▸ **SHORT TASK 1**: Rewrite the stretch of the networking text from "- Internet &" through "reachability between routers.", substituting "bitstream" for "signal" wherever it appears.

▸ **EXCERPT TO READ**:
- Internet & the Web
What's the difference between UDP and TCP?
A Gentle Introduction: something's missing
In a previous hub, I discussed the foundations of computer networking by breaking down problem domains along physical, logical, and network boundaries. Here's a quick review:
- Layer 1: the physical layer guides the signal along a physical path.
- Layer 2: the logical layer describes how the signal is encoded and takes care of individually addressing the local area network (LAN) participants.
- Layer 3: the network layer facilitates communication between LANs and WANs by defining addressing schemes and reachability between routers.
The network layer is an abstraction that allows communication between two hosts, regardless of whether those two hosts are on the same LAN or separated by many routed hops.
So what's missing? Isn't that what the Internet is all about? Yes and no. Without this foundation, there would be no Internet. But routing information between two hosts is only the beginning.
More about ports and protocols
Layer 4: the transport layer
If we only communicate on a one-to-one basis between Internet hosts, we can stop at layer 3. But what happens when there is more than one application on your computer that needs to talk to more than one application on a given remote IP address?

▸ **PROVIDED MATERIAL**:
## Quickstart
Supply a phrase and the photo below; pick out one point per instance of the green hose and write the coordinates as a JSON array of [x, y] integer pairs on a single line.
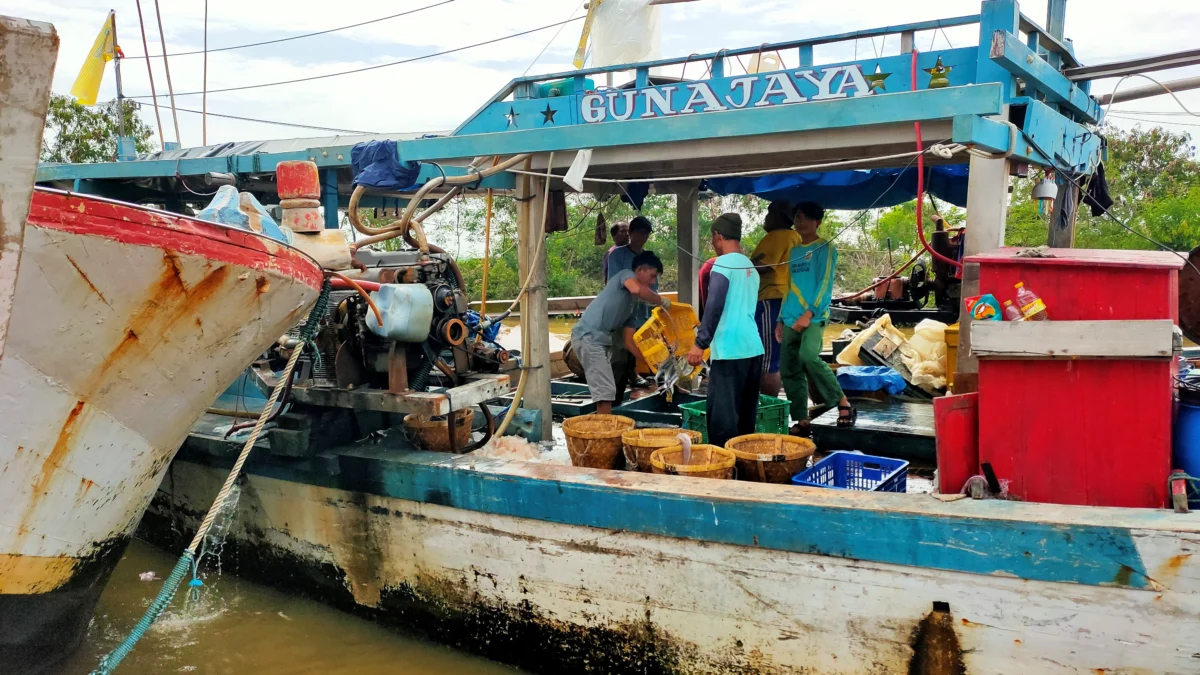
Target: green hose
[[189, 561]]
...
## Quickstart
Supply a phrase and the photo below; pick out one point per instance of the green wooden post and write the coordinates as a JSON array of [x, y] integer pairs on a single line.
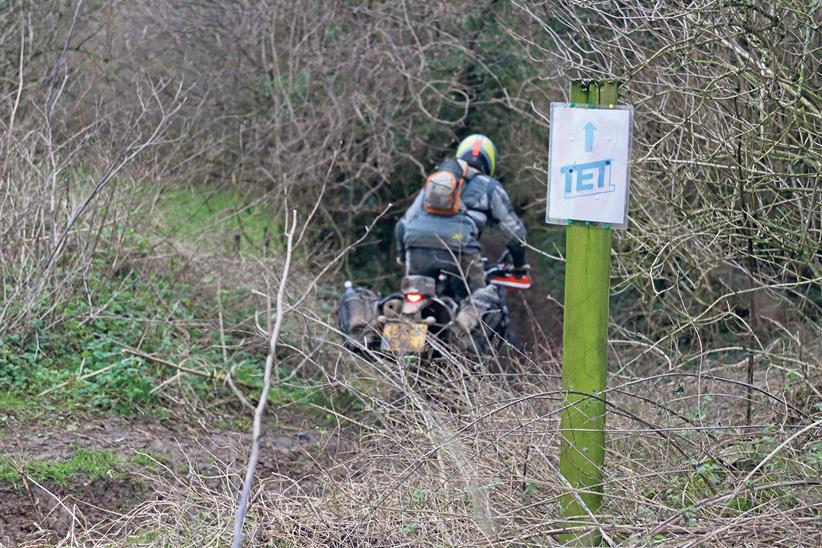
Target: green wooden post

▸ **SHORT TASK 2**: From the records, copy each line that includes the string "wooden".

▸ **FINAL RESULT 1**:
- Internet & the Web
What's the difference between UDP and TCP?
A Gentle Introduction: something's missing
In a previous hub, I discussed the foundations of computer networking by breaking down problem domains along physical, logical, and network boundaries. Here's a quick review:
- Layer 1: the physical layer guides the bitstream along a physical path.
- Layer 2: the logical layer describes how the bitstream is encoded and takes care of individually addressing the local area network (LAN) participants.
- Layer 3: the network layer facilitates communication between LANs and WANs by defining addressing schemes and reachability between routers.

▸ **FINAL RESULT 2**:
Supply a phrase and the photo below; pick out one point per instance of the green wooden post and write the coordinates as a JSON array of [x, y] integer pairs on a single line.
Target: green wooden post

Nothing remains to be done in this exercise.